Below are entries. Copy exactly the lines running from the line that holds "Where can you see the tall" to the line that holds "Where can you see the arched", with both ends included.

-----

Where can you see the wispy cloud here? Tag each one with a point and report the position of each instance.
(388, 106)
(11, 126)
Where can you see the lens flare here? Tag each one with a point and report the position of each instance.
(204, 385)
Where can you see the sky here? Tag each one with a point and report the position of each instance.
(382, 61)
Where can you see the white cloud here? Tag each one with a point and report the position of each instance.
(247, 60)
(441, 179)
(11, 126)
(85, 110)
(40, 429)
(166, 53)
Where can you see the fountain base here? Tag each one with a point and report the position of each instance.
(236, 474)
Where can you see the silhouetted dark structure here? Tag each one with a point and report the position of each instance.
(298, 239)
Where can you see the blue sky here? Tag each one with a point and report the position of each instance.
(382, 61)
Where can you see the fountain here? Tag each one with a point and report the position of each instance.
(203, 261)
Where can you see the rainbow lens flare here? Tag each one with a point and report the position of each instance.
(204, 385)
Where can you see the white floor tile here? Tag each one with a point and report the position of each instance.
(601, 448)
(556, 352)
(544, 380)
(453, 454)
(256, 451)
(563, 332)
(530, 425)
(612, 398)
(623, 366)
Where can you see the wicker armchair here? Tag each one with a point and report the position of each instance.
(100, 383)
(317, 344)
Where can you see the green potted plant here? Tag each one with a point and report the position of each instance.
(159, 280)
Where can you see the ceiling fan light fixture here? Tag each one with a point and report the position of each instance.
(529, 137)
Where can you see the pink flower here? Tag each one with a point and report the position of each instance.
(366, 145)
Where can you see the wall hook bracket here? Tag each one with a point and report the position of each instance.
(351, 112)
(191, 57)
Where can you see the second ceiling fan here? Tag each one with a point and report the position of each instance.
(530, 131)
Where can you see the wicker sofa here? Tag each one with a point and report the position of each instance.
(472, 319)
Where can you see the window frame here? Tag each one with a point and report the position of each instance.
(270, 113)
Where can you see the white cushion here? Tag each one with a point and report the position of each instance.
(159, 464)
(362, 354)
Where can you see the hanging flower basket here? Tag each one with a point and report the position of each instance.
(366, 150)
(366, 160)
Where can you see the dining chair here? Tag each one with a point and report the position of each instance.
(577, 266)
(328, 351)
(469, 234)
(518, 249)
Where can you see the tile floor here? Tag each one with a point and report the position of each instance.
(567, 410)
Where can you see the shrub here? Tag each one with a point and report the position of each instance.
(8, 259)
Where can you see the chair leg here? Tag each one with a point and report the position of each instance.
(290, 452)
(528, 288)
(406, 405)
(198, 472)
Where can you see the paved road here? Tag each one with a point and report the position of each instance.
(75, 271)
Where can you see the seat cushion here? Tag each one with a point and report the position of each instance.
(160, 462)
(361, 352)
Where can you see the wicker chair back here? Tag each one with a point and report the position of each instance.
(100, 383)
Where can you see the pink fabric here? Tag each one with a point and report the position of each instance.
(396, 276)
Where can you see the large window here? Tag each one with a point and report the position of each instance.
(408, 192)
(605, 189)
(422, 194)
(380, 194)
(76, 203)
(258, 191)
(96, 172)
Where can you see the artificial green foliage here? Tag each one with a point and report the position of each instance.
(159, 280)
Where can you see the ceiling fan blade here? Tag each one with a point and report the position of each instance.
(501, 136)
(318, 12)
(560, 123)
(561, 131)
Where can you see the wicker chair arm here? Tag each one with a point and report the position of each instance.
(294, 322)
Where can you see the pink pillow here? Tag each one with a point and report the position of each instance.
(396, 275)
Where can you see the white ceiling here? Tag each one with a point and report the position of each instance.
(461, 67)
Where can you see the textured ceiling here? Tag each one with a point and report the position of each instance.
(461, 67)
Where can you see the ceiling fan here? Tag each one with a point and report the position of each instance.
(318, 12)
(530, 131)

-----

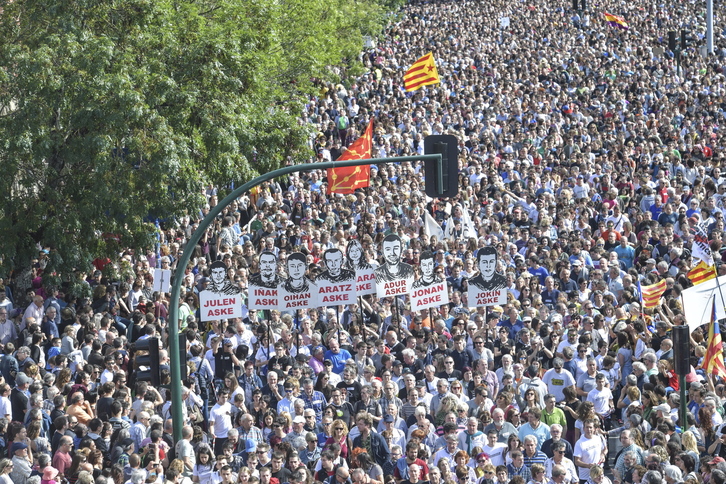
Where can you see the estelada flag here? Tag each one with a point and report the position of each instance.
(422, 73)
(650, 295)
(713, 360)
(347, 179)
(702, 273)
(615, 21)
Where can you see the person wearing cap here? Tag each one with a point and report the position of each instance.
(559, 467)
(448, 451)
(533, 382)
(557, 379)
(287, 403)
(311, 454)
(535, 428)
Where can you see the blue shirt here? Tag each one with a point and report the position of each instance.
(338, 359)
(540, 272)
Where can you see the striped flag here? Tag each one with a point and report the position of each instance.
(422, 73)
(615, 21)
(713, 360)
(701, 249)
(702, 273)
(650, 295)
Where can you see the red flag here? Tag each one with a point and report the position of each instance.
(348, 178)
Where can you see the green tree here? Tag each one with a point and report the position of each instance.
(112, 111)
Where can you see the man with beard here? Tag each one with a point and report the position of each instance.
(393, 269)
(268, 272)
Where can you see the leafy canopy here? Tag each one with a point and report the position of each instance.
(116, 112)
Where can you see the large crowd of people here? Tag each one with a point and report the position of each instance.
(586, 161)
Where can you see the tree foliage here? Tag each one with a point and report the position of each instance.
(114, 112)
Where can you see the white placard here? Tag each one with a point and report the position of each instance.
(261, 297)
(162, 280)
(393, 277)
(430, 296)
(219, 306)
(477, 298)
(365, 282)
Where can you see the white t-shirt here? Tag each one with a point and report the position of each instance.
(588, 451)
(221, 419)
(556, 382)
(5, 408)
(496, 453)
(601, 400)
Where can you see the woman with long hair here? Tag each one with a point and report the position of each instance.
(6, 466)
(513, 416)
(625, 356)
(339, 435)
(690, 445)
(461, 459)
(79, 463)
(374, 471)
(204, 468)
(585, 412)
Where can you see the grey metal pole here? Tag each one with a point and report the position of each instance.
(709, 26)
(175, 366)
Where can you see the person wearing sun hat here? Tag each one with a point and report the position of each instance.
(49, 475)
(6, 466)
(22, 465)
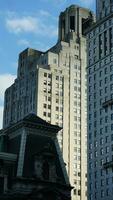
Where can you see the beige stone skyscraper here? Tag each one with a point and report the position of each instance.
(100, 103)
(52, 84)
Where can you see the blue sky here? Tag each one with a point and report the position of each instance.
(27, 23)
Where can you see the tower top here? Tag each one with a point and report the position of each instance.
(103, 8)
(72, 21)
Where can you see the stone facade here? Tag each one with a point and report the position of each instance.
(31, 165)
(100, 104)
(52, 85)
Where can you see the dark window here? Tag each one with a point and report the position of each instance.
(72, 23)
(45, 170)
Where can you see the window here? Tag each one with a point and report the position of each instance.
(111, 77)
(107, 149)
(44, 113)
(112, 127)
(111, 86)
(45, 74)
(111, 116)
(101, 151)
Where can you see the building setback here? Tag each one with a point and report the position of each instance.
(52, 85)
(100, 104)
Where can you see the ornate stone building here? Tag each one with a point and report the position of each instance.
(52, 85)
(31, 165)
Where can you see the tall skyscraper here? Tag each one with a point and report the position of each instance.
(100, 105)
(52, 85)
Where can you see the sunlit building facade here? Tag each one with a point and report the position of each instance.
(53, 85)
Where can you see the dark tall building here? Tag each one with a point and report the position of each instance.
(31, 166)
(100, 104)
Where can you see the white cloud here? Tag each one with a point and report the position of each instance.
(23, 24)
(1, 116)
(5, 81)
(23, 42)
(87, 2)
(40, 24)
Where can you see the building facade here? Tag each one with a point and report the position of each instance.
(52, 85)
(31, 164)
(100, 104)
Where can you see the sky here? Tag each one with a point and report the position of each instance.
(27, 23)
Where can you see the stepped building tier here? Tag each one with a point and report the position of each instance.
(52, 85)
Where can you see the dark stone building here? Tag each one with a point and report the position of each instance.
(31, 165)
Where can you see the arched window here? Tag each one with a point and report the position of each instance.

-----

Response below:
Where can you see the tall skyscraper here? Tag each one with a point and report the position of each instance.
(100, 105)
(52, 85)
Where can you see the sunlit building facade here? Tag each one with a point and report the position of each instance.
(53, 85)
Where can you see the dark tall building here? Tag each one with a point and report the position of each instance.
(31, 166)
(100, 104)
Where can you see the white cloud here? Tag each one with a point and report the position of each instance.
(23, 24)
(1, 116)
(5, 81)
(23, 42)
(87, 2)
(40, 24)
Where can you see the building facade here? Tag each one with a point and report the position of each instance.
(52, 85)
(31, 164)
(100, 104)
Where can you see the sky here? Tag each one with a point and report the position of each instance.
(27, 23)
Where can you see the stepped building tier here? Tag each one with a point and report the position of each instance.
(52, 85)
Where can you see the dark stone building here? Tag each one with a point and report the position of each instance.
(31, 165)
Where can you see the arched window here? Tag each one with a point and report the position of each instance.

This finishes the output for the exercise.